Location annotation data excerpts
-------

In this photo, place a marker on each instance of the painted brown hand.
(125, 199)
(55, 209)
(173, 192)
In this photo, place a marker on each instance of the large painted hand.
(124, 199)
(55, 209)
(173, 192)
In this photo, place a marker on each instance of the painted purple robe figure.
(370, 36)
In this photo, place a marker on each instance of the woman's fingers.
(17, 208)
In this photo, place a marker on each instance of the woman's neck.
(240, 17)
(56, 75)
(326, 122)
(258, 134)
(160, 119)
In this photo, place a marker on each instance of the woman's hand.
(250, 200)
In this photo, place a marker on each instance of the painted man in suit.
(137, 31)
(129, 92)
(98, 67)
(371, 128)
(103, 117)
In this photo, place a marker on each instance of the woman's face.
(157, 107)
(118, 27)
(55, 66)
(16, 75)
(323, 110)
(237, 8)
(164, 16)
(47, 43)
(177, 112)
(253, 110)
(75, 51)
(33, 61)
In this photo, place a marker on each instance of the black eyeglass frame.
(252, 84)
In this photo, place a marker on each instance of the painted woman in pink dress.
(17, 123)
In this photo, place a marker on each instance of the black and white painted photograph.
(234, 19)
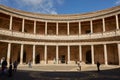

-------

Brief:
Copy out every line of the data above word for word, leaving out the pictures.

Task output:
In this photo, place a marker on each instance of the painted brown hand.
(125, 199)
(55, 209)
(173, 192)
In this photo, place a marker on each instance of the large painted hand.
(124, 199)
(55, 209)
(173, 192)
In this photo, place a marker on each instance of the painted purple robe figure.
(370, 36)
In this photo, place a marker on each instance of the woman's fingers.
(17, 208)
In this photo, place a marker on each instance of the woman's neck.
(240, 17)
(56, 75)
(326, 122)
(258, 134)
(160, 119)
In this photo, place a marker on each instance of the woman's hand.
(250, 200)
In this photo, place a marker on each instance of the painted man in suit.
(137, 31)
(129, 92)
(98, 67)
(371, 128)
(103, 117)
In this photo, place a marker on each instance of the woman's face.
(157, 107)
(118, 27)
(55, 66)
(16, 75)
(323, 110)
(237, 8)
(164, 16)
(47, 43)
(177, 112)
(253, 110)
(75, 51)
(33, 61)
In this photo, place a marker on each instance of the black eyeglass frame.
(252, 84)
In this photo, place a marker on each instance of the painted woman in pink dress.
(17, 123)
In this photo, place a marker on each instance of the black and white painted photograph.
(234, 19)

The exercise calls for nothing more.